### WHAT THE EXERCISE ASKS:
Word for word, write out all the entries below, omitting every picture.

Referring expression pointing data
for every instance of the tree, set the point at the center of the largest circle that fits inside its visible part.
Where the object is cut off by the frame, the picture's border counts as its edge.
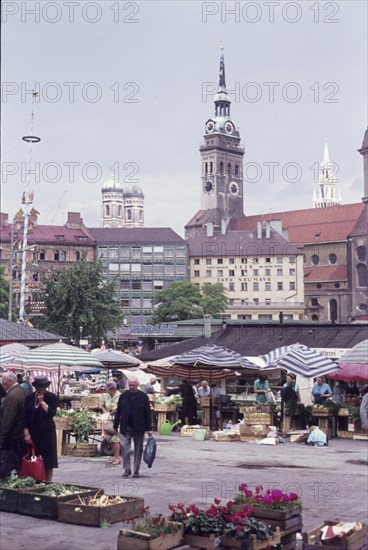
(185, 300)
(80, 297)
(4, 294)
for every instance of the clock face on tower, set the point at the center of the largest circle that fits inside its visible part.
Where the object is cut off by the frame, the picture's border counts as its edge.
(229, 128)
(210, 126)
(234, 188)
(208, 186)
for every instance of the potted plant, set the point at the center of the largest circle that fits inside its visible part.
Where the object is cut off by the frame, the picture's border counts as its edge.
(151, 533)
(84, 422)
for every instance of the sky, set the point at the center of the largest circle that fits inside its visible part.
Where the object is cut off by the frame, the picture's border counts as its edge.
(125, 89)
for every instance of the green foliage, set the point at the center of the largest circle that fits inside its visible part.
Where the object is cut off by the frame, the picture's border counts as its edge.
(80, 297)
(185, 300)
(4, 293)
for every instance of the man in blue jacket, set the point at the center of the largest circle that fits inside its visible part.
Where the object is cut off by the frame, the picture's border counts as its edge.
(133, 415)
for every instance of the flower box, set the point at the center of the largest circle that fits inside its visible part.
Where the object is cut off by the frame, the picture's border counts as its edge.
(81, 449)
(34, 503)
(254, 544)
(134, 540)
(356, 541)
(90, 401)
(73, 511)
(209, 542)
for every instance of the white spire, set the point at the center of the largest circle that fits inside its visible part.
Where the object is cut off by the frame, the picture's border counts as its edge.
(325, 193)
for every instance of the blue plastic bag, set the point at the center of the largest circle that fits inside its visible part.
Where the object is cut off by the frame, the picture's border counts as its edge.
(149, 454)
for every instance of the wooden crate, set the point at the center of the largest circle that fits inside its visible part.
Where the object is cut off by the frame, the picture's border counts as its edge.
(35, 503)
(131, 540)
(165, 407)
(73, 511)
(81, 449)
(356, 541)
(90, 401)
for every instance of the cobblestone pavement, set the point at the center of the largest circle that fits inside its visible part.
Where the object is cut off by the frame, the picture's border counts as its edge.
(332, 482)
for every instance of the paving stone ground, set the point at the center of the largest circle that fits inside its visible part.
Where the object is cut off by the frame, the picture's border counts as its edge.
(332, 482)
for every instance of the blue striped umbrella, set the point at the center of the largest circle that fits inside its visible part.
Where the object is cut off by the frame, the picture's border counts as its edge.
(301, 360)
(213, 356)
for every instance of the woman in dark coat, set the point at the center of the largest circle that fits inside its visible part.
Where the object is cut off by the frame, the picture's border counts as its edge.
(189, 413)
(38, 423)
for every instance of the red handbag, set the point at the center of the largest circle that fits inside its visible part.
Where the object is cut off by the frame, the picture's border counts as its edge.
(33, 465)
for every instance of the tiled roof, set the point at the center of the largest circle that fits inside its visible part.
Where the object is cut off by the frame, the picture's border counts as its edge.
(325, 273)
(143, 235)
(238, 243)
(310, 225)
(258, 339)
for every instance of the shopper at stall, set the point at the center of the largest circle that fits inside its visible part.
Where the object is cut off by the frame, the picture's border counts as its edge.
(261, 388)
(189, 410)
(364, 409)
(39, 427)
(321, 391)
(11, 413)
(108, 404)
(133, 418)
(204, 390)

### OUTPUT FOR THIS TASK:
for every instance of the tree, set the point at the center of the largest circle that fits inside its visible part.
Where the object is cut off by the frame, the picture's border counts as its edge.
(185, 300)
(80, 297)
(4, 294)
for every instance of the clock face on tower, set the point at the center of the largest circle that fits inside its visible part.
Where the object is cut off by the frame, the picture's border counts as its edge.
(229, 128)
(210, 126)
(234, 188)
(208, 186)
for every instance of the potted plant, set the point at the center of the largest circle that fits inside its visible part.
Where the object is cut off by the frame, the picture's border counts as its edge.
(151, 533)
(84, 422)
for every instance of the sky, set the point at the center of the largest circle that fits inside its visible part.
Where the object is cut off by the frame, the picture's border counts as its edge.
(125, 89)
for every instance of the green foliage, set the point at the center of the largest circle that fits inside its visible part.
Where the object is cut off by the frame, the picture's border counts as its edge.
(80, 297)
(185, 300)
(4, 293)
for every instance of the man in blue jacket, set the point at the center of the largest circle that fits inside its visible part.
Where the object is cut off by the frame, the picture's border counts as its edge.
(133, 415)
for every instance of the flower box, set the point at the center of the largest circle that fits inside its visible part.
Where the object is cut off by the frame, the picture's border counts as its edge.
(81, 449)
(34, 503)
(254, 544)
(134, 540)
(356, 541)
(90, 401)
(73, 511)
(209, 542)
for every instance of the white spire, set the point at the center of the largest circle that fits inside its visible part.
Where the object is cut off by the frame, the picture's border counts as its edge.
(325, 193)
for every instance of the blue plastic bag, set the point at the center of the largest circle that fits inside its visible part.
Where the object is cut off by the frame, the picture's border counts as its edge.
(149, 454)
for every instance of the wooden crate, set the point at the center of the largest circle that fits inside its visible part.
Where the object is cut off by the frame, the picture's border counts as its edge.
(35, 503)
(131, 540)
(165, 407)
(73, 511)
(81, 449)
(356, 541)
(90, 401)
for every instance of the cobblestone pavement, set the point at the center of the largest circle that fits inside its visible part.
Where the object is cut off by the frame, the picture's border counts as its edge.
(332, 482)
for every instance of the paving stone ground, set the point at the center of the largest circle that fits inside its visible part.
Where the object is cut off by the frame, the picture's border counts as its edge.
(332, 482)
for every instance of the blue striped umbrella, set the point at the center of the largest circle that fits inside its visible part.
Where the object is cut off by the frame, the picture's border counts as its edge.
(301, 360)
(213, 356)
for every instance of the woman in dark coat, set the point at the center of the largest circle that fits inside its visible part.
Where the object is cut off by the frame, the picture's border counts as its edge.
(189, 413)
(38, 423)
for every instance of the red handbag, set the point at the center of the largest circle that fits inside its visible part.
Where the object is cut off by the frame, the picture's border counts as its edge.
(33, 465)
for every instance of the tiled roof, set the point at the center of the largest circle that fits inside its visible part.
Where the object is cut off by the frame, the picture's border counts as its edge.
(325, 273)
(143, 235)
(238, 243)
(310, 225)
(258, 339)
for every instance of the shopper at stall, set the point at the center of the largest circle that fits inside its visible part.
Where the object is cut off by the frame, the picture's border counts as its edge.
(261, 388)
(189, 410)
(364, 409)
(39, 427)
(321, 391)
(11, 413)
(108, 404)
(133, 418)
(204, 390)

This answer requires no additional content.